====== EXCERPT TO READ
PORT SUDAN: Torrential flooding battered Sudan’s southeast Tuesday, bringing entire villages underwater and causing homes to collapse, witnesses told AFP, in the first devastating weather event of Sudan’s rainy season.
In Aroma, a town some 60 kilometers (37 miles) north of the major city of Kassala, residents were “shocked this morning by the sudden water” after the collapse of a dirt barrier that functioned as a makeshift dam, local resident Ibrahim Issa told AFP over the phone.
The flooding, which usually occurs in the area later in the summer, follows increased rainfall in neighboring Eritrea, feeding the Gash River.
Also known as the Mareb River, the waterway flows out of Eritrea and annually inundates the flat delta in eastern Sudan, just north of the Kassala state capital.
“Now everything in my house is completely underwater, I only managed to get my children out,” Issa said.
By early afternoon, the waters had submerged large parts of Aroma as well as three nearby villages, according to a humanitarian worker in the area.
“The water is still coming,” the worker told AFP, requesting anonymity because they are not authorized to speak to the media.
============
====== DATA LISTING
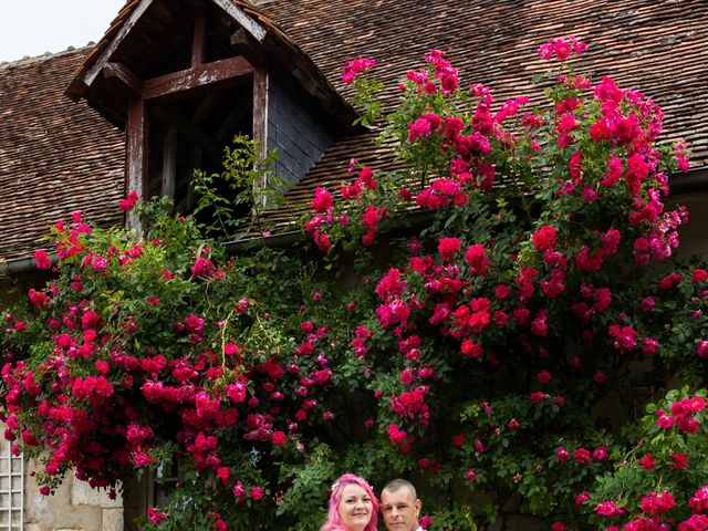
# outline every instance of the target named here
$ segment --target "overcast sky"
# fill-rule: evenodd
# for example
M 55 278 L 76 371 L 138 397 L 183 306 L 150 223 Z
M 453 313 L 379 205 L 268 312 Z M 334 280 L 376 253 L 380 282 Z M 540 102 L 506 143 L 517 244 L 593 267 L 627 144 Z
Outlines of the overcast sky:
============
====== DATA LISTING
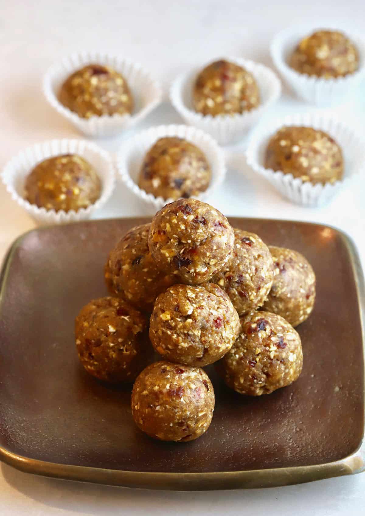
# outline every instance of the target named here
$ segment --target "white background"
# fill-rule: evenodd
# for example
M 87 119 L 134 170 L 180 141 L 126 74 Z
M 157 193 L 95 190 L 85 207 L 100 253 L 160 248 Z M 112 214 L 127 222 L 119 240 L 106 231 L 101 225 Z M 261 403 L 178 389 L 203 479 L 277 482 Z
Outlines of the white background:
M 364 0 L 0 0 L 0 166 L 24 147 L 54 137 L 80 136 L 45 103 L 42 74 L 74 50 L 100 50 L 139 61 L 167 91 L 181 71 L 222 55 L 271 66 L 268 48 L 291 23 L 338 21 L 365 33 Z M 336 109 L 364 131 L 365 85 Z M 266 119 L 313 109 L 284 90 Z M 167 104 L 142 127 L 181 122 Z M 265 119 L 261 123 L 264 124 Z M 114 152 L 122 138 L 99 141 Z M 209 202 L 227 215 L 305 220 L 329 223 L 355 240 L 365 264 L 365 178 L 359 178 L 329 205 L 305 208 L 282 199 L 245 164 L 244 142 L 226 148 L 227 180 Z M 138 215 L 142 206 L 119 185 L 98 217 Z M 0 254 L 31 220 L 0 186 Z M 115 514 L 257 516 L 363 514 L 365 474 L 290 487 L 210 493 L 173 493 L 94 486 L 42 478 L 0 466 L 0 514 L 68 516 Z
============
▶ **THINGS TO DO**
(1) Answer these questions about the report on flooding in Sudan:
(a) How far from Kassala is Aroma, and in which direction?
(b) By what other name is the Gash River known?
(c) How many villages near Aroma were also submerged by early afternoon?
(2) Can you extend the report on flooding in Sudan beyond its final sentence?

▶ **EXPECTED OUTPUTS**
(1)
(a) About 60 kilometers (37 miles) north of Kassala.
(b) The Mareb River.
(c) Three.

(2)
Photos shared on social media showed residents wading through thigh-level brown water.
AFP could not immediately verify the scale of the damage wrought by the flooding.
Each year, torrential rains and river flooding — which peak in August — destroy homes, wreck infrastructure and claim lives, both directly and indirectly through water-borne diseases.
The damage is expected to be much worse this year, after nearly 15 months of war that have decimated the country’s already fragile infrastructure and pushed millions of displaced people into flood zones.
The World Meteorological Organization has predicted “above-normal rainfall” over most of the Greater Horn of Africa region this summer, which could spell disaster for Sudan’s already flood-prone areas.
East African bloc IGAD’s climate predictions chief, Guleid Artan, has warned of exceptionally high risk of flooding in both Sudan and South Sudan.
Aid groups have repeatedly warned that humanitarian access, already hampered by both rival forces, will be made nearly impossible as the waters isolate remote areas.
Sudan is already facing what the United Nations has called the world’s worst humanitarian crisis in recent memory, as fighting between the army and the paramilitary Rapid Support Forces shows no signs of abating.
A record 10.5 million people are currently displaced across the country, which has for months teetered on the brink of all-out famine.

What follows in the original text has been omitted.